### Exercise
Find the line that contains "of the neighboring". Copy it and every line after it to the end of the material below, exactly, with no pictures.
— BEGIN —
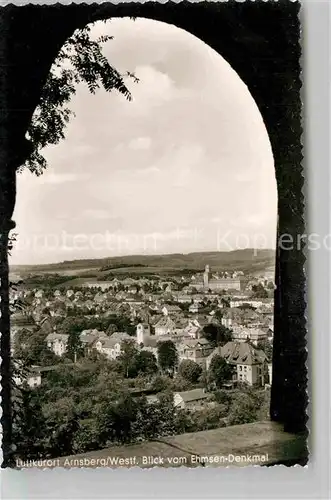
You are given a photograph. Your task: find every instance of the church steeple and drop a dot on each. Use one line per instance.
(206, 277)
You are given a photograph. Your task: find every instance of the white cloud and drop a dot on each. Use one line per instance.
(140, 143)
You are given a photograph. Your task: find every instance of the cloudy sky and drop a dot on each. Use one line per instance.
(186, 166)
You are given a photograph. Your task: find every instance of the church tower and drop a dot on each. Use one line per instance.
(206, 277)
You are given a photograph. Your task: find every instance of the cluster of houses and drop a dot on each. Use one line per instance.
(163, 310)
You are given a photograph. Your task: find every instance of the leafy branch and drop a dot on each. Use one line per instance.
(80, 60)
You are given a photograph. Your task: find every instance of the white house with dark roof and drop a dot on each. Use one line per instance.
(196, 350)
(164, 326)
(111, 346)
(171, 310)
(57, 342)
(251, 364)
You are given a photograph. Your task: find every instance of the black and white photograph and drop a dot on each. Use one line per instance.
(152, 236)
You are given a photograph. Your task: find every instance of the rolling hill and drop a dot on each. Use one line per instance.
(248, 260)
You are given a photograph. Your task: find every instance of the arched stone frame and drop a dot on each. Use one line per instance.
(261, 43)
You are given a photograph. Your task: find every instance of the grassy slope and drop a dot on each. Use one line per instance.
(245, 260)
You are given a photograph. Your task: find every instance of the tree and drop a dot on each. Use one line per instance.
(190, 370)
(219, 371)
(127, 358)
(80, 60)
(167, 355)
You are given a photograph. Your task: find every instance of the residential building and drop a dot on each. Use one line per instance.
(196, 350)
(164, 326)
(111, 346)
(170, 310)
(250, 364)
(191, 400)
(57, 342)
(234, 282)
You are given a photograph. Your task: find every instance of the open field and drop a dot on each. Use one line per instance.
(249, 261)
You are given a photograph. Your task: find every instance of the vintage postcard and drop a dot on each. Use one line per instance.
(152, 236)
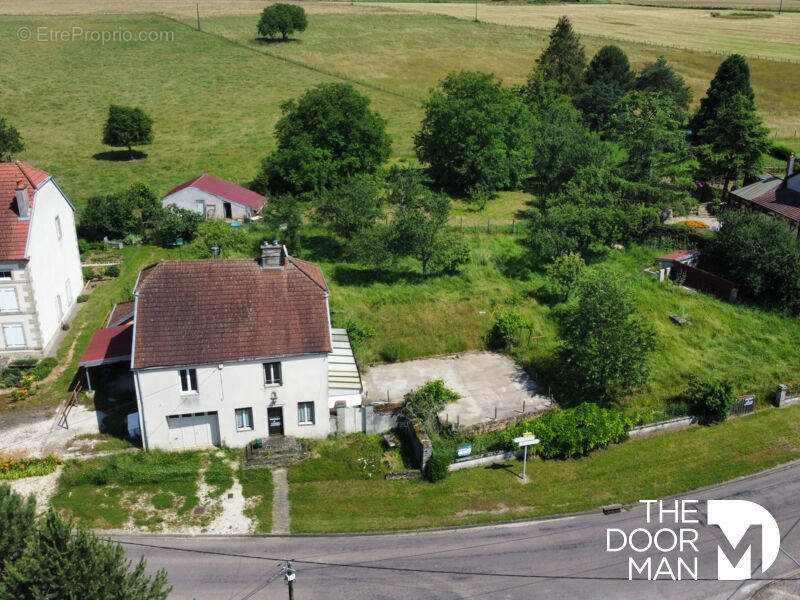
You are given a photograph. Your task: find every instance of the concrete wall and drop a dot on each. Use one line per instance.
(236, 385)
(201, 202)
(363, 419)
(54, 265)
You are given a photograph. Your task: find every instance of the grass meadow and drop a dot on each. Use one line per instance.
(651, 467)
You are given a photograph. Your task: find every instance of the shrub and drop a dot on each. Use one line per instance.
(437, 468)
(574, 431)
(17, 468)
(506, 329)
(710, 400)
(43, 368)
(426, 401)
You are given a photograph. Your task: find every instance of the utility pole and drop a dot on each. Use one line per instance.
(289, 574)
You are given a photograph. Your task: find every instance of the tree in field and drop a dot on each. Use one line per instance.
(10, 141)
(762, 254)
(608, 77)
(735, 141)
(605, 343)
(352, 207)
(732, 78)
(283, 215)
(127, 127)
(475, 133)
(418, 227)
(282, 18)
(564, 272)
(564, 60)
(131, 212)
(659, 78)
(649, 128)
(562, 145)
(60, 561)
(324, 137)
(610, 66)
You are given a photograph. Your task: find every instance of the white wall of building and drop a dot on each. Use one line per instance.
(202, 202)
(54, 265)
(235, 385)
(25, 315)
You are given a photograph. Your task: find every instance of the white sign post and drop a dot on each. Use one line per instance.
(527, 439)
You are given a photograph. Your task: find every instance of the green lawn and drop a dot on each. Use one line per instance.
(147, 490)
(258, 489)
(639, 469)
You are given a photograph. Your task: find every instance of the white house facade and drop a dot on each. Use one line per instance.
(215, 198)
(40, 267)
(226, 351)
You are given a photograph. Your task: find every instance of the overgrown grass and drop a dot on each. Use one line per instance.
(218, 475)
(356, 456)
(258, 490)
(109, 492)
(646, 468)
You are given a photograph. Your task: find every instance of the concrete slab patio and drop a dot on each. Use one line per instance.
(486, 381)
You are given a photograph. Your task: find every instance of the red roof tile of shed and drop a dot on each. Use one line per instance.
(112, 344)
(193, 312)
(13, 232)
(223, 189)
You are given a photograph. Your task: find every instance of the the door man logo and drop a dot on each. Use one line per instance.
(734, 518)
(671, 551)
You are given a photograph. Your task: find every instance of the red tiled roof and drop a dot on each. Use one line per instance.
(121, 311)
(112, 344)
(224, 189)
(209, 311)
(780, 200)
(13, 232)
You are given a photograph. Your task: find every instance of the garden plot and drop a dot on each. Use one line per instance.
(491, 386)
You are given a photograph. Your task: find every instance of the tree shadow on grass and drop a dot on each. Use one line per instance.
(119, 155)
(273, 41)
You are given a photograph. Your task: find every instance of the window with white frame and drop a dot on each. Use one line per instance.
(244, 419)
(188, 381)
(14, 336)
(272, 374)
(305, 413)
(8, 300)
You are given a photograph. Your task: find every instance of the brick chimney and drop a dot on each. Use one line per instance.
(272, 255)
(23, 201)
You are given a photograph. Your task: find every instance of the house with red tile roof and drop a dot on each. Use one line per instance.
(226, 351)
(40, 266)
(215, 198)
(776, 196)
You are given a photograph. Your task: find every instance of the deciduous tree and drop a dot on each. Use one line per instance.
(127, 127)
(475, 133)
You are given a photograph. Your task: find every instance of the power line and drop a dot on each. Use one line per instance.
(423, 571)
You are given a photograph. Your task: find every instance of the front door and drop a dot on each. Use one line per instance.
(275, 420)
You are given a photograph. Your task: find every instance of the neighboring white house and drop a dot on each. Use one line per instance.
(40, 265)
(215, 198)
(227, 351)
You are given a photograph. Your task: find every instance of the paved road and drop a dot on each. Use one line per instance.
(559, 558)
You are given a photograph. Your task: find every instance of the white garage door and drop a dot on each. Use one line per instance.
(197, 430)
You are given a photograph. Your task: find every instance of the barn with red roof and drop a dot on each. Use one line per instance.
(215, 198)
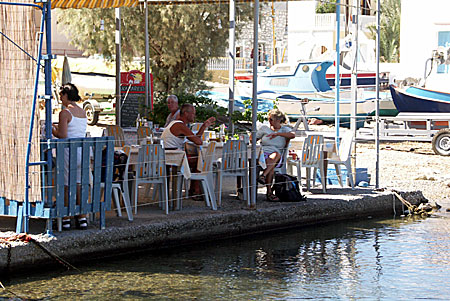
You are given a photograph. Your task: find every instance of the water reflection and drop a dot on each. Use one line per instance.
— END —
### Response to the task
You are given a photograph. Your task: find every instance of the neighboring white house and drop a dot on each. Use one line per instance.
(40, 265)
(215, 198)
(227, 351)
You are given a photograph. Your task: find every instance of the paved road and drop a dot on each. Use one line per instance.
(559, 558)
You are given a photograph. Your task: find every instance of the white garage door and drop a dot on each. Use one line per instance.
(197, 430)
You are given a photograph. Your task: find every instance of the barn with red roof and drop a dot on each. Use one line per instance.
(215, 198)
You are given a photograph. Your task: find every instance of the water reflection and drop a dot on each. Use one line per instance.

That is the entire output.